CONSIGNES ▸
(a) D'après l'entretien sur la guerre de 1967, à quelle date le Fatah de Yasser Arafat entre-t-il dans la lutte armée ?
(b) Traduisez en anglais la phrase suivante de l'entretien sur la guerre de 1967 : « Une partie importante de l’armée égyptienne se trouve au Yémen. »
(c) Rédigez la suite de l'entretien sur la guerre de 1967 à partir de sa dernière réplique.

TEXTE FOURNI ▸
────────

Sylvain Cypel. — La guerre de 1967 aurait-elle pu être évitée ?
Henry Laurens. — Le déterminisme absolu n’a jamais existé. Un certain nombre de facteurs présents depuis 1964 ont provoqué cette guerre : en particulier la remontée du mouvement palestinien et la volonté de l’Égypte de Gamal Abdel Nasser de la canaliser. Même si cette Organisation de libération de la Palestine (OLP), créée en 1964, tient des discours extrêmement radicaux, en réalité elle est plus un moyen pour Nasser de contrôler la revendication palestinienne que de s’en prendre à Israël. Et puis le Fatah de Yasser Arafat entre dans la lutte armée dès le 1er janvier 1965. Le premier sommet des chefs d’État arabes de janvier 1964 avait fait sienne l’exigence de la « libération de la Palestine ». Ce mot d’ordre est évidemment une alerte pour Israël. Mais en réalité, pour Nasser, la libération de la Palestine passera par le préalable de l’unité arabe. Autant dire, cyniquement, aux calendes grecques.
S. C. — La tension persistante entre Israël et la Syrie n’est-elle pas un autre élément déclencheur de la crise qui mènera à la guerre ?
H. L. — Si, mais il est selon moi secondaire. Ce qui est alors essentiel, c’est la guerre au Yémen. Nasser est complètement embourbé entre une révolte royaliste et la République yéménite proclamée en 1962, que l’Égypte soutient. Une partie importante de l’armée égyptienne se trouve au Yémen. C’est un abcès de fixation, car dès lors que les Égyptiens menacent l’Arabie saoudite, les Américains annoncent qu’ils la protègeront. La stratégie nassérienne, durant toute la crise de 1967, ne vise en réalité pas la Palestine mais à casser le soutien américain à l’Arabie saoudite.
S. C. — Vous exposez là le point de vue arabe. Quand j’évoquais la tension avec la Syrie, c’est parce que cet enjeu-là était alors important aux yeux des Israéliens, en particulier la question de l’eau1.

────────

DONNÉES DISPONIBLES ▸
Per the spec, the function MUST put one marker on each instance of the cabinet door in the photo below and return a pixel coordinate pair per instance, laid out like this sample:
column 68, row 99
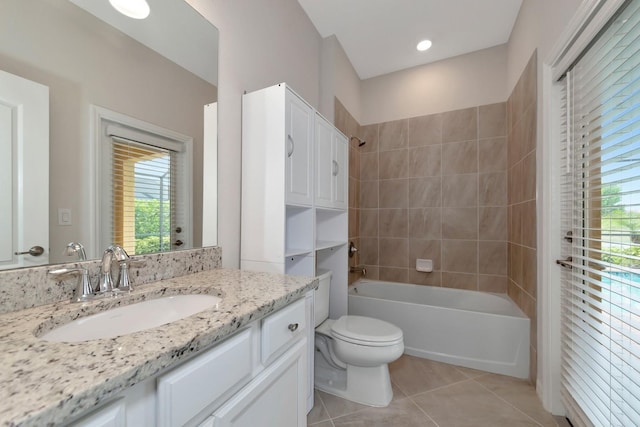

────────

RÉPONSES À L'EXERCICE ▸
(a) Le 1er janvier 1965.

(b) A large part of the Egyptian army is in Yemen.

(c)
H. L. — Deux aspects dans l’affaire : d’abord le détournement par la Syrie d’une partie des eaux des affluents du Jourdain. Le conflit israélo-arabe est rythmé par des faits accomplis ou des « lignes rouges ». Ainsi en 1957, Israël avait défini que le libre passage par le détroit de Tiran à l’entrée du bras de la mer Rouge qui mène aux ports d’Akaba (Jordanie) et d’Eilat (Israël) en était une, ce qui était discutable sur le plan du droit international. Bloquer le détroit serait donc perçu comme un casus belli. De l’autre côté, les Arabes avaient déclaré comme ligne rouge le détournement des eaux du Jourdain par Israël2. Cela n’ayant pas fonctionné et Israël n’ayant pas été contraint d’abandonner son plan, la Syrie a répliqué par la menace d’un détournement des affluents du Jourdain.
S’ajoute à cela un second facteur de tension avec la Syrie : la DMZ (zone démilitarisée). Cette zone entre la Syrie et Israël avait été créée en 1949 lors de l’armistice de Rhodes ; mais son statut juridique n’a jamais été défini. À qui appartenait ce territoire ? À Israël, à la Syrie ou aux Palestiniens, puisque c’était le territoire de l’ancienne Palestine ? Dès les années 1950, les Israéliens grignotent constamment la DMZ, en chassent ses populations arabes. Ils entretiennent un facteur de violences continues dans cette zone qui va croître avec le passage de la Syrie sous la coupe d’un pouvoir baasiste radical en 1963.
S. C. — Il y aura quatre interlocuteurs dans cette guerre : Israël, Nasser, le Baas syrien et le roi de Jordanie. Qui la voulait le plus ?
H. L. — Personne. Un ouvrage classique sur le Proche-Orient écrit par un ex-diplomate américain, Richard Parker, intitulé The Politics of Miscalculation in the Middle East (Barnes & Noble, 1993) décrit la crise de 1967 comme une suite de mauvais calculs de la part de l’ensemble des interlocuteurs. Dans cette mesure, la guerre aurait pu être évitée si ceux-ci avaient été plus réalistes ou avaient mieux évalué les rapports de force.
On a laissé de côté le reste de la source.